Gather every line in the entries below that contains the word "black", and copy each one out.

### THE DATA
┌──
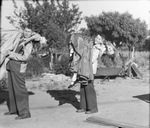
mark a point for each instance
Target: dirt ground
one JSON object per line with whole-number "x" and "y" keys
{"x": 125, "y": 100}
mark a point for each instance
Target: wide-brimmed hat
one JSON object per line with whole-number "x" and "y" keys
{"x": 99, "y": 39}
{"x": 43, "y": 40}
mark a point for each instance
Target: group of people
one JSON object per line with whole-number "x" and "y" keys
{"x": 83, "y": 64}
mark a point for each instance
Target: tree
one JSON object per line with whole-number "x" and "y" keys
{"x": 116, "y": 27}
{"x": 50, "y": 19}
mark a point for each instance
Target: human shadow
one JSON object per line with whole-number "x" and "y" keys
{"x": 4, "y": 96}
{"x": 144, "y": 97}
{"x": 65, "y": 96}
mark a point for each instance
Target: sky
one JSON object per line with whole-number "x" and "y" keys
{"x": 138, "y": 8}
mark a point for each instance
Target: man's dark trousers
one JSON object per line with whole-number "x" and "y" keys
{"x": 88, "y": 99}
{"x": 18, "y": 95}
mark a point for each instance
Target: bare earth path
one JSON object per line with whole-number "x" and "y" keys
{"x": 119, "y": 99}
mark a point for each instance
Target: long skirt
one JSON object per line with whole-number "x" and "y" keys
{"x": 18, "y": 95}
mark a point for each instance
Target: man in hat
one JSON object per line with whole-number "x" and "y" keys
{"x": 97, "y": 51}
{"x": 16, "y": 67}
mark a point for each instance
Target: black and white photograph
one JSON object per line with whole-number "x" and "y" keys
{"x": 75, "y": 64}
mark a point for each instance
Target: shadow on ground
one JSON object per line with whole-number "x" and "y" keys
{"x": 4, "y": 96}
{"x": 65, "y": 96}
{"x": 144, "y": 97}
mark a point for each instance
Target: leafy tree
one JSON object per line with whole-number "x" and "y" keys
{"x": 54, "y": 21}
{"x": 116, "y": 27}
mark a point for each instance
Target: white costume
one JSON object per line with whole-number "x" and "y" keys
{"x": 98, "y": 50}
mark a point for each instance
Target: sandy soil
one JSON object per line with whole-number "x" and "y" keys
{"x": 119, "y": 99}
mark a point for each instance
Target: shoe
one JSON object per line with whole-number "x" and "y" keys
{"x": 95, "y": 110}
{"x": 23, "y": 116}
{"x": 80, "y": 110}
{"x": 8, "y": 113}
{"x": 70, "y": 86}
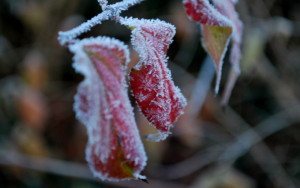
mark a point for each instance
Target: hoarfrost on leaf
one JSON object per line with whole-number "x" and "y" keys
{"x": 219, "y": 23}
{"x": 114, "y": 150}
{"x": 156, "y": 95}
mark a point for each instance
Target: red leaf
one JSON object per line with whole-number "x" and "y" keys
{"x": 114, "y": 150}
{"x": 216, "y": 31}
{"x": 158, "y": 98}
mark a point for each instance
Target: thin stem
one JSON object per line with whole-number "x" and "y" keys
{"x": 109, "y": 12}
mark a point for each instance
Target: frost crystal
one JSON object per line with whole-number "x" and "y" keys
{"x": 114, "y": 149}
{"x": 158, "y": 98}
{"x": 219, "y": 24}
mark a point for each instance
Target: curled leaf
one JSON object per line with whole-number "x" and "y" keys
{"x": 114, "y": 150}
{"x": 216, "y": 31}
{"x": 158, "y": 98}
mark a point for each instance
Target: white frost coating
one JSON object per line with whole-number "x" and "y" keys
{"x": 213, "y": 15}
{"x": 96, "y": 106}
{"x": 151, "y": 39}
{"x": 109, "y": 12}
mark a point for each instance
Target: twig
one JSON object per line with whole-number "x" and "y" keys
{"x": 242, "y": 144}
{"x": 254, "y": 137}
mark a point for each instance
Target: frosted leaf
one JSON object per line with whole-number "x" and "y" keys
{"x": 108, "y": 12}
{"x": 156, "y": 95}
{"x": 114, "y": 150}
{"x": 226, "y": 7}
{"x": 216, "y": 31}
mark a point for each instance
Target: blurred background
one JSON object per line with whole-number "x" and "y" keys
{"x": 253, "y": 142}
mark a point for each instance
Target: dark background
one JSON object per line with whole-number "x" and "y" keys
{"x": 253, "y": 142}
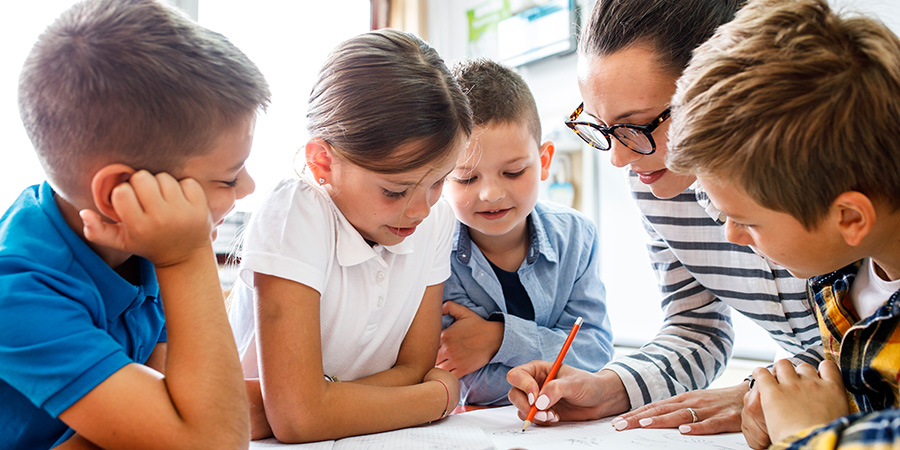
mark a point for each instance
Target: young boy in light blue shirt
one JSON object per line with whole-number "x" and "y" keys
{"x": 522, "y": 270}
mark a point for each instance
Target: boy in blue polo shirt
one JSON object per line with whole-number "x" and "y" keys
{"x": 522, "y": 270}
{"x": 113, "y": 331}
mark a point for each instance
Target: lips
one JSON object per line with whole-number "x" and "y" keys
{"x": 651, "y": 177}
{"x": 402, "y": 232}
{"x": 494, "y": 214}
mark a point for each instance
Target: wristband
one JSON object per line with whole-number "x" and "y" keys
{"x": 447, "y": 406}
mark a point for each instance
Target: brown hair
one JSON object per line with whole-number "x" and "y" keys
{"x": 673, "y": 28}
{"x": 131, "y": 81}
{"x": 795, "y": 102}
{"x": 497, "y": 94}
{"x": 381, "y": 90}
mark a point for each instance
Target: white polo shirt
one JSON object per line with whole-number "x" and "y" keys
{"x": 369, "y": 295}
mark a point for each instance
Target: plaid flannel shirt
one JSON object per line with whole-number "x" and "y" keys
{"x": 868, "y": 354}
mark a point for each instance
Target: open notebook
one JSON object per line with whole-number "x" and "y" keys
{"x": 500, "y": 428}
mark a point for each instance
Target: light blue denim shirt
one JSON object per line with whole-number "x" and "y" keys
{"x": 561, "y": 274}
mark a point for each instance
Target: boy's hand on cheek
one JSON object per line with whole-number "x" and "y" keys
{"x": 161, "y": 219}
{"x": 798, "y": 398}
{"x": 469, "y": 343}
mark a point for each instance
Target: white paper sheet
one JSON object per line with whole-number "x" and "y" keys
{"x": 500, "y": 428}
{"x": 504, "y": 428}
{"x": 451, "y": 437}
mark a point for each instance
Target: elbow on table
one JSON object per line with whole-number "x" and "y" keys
{"x": 293, "y": 428}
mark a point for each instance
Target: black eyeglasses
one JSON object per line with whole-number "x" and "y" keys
{"x": 638, "y": 138}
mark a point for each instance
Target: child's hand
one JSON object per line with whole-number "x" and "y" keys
{"x": 469, "y": 343}
{"x": 574, "y": 394}
{"x": 753, "y": 421}
{"x": 160, "y": 218}
{"x": 820, "y": 395}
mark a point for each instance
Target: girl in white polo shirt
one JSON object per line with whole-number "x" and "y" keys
{"x": 337, "y": 311}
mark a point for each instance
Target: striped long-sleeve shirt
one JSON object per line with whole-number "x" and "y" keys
{"x": 703, "y": 277}
{"x": 868, "y": 353}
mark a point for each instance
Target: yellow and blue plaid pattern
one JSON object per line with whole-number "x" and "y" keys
{"x": 868, "y": 353}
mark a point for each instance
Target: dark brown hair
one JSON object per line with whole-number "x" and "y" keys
{"x": 796, "y": 104}
{"x": 673, "y": 28}
{"x": 497, "y": 94}
{"x": 381, "y": 90}
{"x": 131, "y": 81}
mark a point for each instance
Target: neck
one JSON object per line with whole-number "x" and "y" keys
{"x": 886, "y": 246}
{"x": 507, "y": 251}
{"x": 114, "y": 258}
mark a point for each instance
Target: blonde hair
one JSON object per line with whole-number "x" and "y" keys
{"x": 131, "y": 81}
{"x": 497, "y": 94}
{"x": 795, "y": 103}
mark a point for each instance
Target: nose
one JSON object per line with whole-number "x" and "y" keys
{"x": 419, "y": 206}
{"x": 620, "y": 155}
{"x": 736, "y": 234}
{"x": 246, "y": 187}
{"x": 490, "y": 191}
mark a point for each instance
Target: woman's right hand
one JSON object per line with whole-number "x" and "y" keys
{"x": 573, "y": 395}
{"x": 450, "y": 381}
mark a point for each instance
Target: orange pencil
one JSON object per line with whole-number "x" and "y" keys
{"x": 554, "y": 369}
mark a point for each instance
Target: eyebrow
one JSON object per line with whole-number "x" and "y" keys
{"x": 512, "y": 161}
{"x": 238, "y": 166}
{"x": 623, "y": 116}
{"x": 413, "y": 183}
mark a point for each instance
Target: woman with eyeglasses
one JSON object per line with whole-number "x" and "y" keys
{"x": 630, "y": 55}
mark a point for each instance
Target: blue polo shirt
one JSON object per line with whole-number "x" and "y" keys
{"x": 67, "y": 320}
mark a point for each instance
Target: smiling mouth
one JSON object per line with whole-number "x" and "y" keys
{"x": 402, "y": 231}
{"x": 494, "y": 213}
{"x": 650, "y": 177}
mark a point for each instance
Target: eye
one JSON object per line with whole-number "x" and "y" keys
{"x": 393, "y": 194}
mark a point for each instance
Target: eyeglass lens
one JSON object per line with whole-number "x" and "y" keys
{"x": 631, "y": 138}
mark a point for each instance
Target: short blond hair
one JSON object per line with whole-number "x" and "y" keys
{"x": 797, "y": 104}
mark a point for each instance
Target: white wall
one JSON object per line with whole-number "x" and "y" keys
{"x": 632, "y": 295}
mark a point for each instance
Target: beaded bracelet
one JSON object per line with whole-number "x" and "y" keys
{"x": 447, "y": 406}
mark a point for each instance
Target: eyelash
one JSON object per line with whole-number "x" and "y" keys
{"x": 392, "y": 194}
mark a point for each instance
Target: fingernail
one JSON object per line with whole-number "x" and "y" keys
{"x": 543, "y": 402}
{"x": 552, "y": 417}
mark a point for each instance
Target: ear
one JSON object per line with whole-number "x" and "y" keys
{"x": 547, "y": 150}
{"x": 102, "y": 184}
{"x": 320, "y": 159}
{"x": 856, "y": 216}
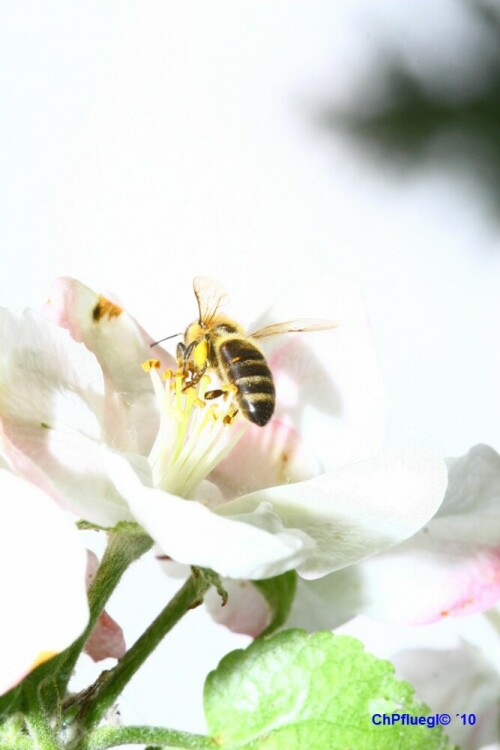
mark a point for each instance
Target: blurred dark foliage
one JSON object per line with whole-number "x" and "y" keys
{"x": 414, "y": 124}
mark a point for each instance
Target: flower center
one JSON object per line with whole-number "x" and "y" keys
{"x": 198, "y": 428}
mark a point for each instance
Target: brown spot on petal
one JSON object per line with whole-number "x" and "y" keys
{"x": 42, "y": 657}
{"x": 105, "y": 307}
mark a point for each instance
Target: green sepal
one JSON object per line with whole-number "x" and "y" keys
{"x": 204, "y": 576}
{"x": 295, "y": 691}
{"x": 279, "y": 593}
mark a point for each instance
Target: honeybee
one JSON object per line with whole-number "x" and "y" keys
{"x": 216, "y": 342}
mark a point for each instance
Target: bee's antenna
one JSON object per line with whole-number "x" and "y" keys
{"x": 166, "y": 337}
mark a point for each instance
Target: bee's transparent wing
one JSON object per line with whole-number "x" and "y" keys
{"x": 210, "y": 297}
{"x": 301, "y": 325}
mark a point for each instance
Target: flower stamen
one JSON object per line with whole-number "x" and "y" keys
{"x": 198, "y": 428}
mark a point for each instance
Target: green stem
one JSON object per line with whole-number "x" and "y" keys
{"x": 122, "y": 550}
{"x": 106, "y": 691}
{"x": 38, "y": 725}
{"x": 106, "y": 737}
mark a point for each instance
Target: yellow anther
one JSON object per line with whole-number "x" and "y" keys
{"x": 213, "y": 413}
{"x": 149, "y": 364}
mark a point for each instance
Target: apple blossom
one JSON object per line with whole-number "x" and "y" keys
{"x": 451, "y": 567}
{"x": 106, "y": 639}
{"x": 43, "y": 583}
{"x": 462, "y": 682}
{"x": 209, "y": 492}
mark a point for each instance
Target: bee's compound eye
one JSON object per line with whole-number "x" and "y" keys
{"x": 200, "y": 354}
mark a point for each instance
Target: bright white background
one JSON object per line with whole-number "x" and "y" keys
{"x": 143, "y": 143}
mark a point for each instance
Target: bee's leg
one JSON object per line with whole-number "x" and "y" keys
{"x": 215, "y": 393}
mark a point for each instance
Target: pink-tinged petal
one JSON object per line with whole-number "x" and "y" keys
{"x": 120, "y": 346}
{"x": 251, "y": 546}
{"x": 328, "y": 384}
{"x": 450, "y": 568}
{"x": 13, "y": 458}
{"x": 43, "y": 566}
{"x": 427, "y": 579}
{"x": 356, "y": 511}
{"x": 328, "y": 602}
{"x": 246, "y": 611}
{"x": 470, "y": 511}
{"x": 106, "y": 640}
{"x": 265, "y": 458}
{"x": 74, "y": 465}
{"x": 456, "y": 682}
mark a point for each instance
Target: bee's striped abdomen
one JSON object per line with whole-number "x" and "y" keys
{"x": 244, "y": 366}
└──
### COMPLETED EXERCISE
Target: black and white photograph
Target: black eyeglasses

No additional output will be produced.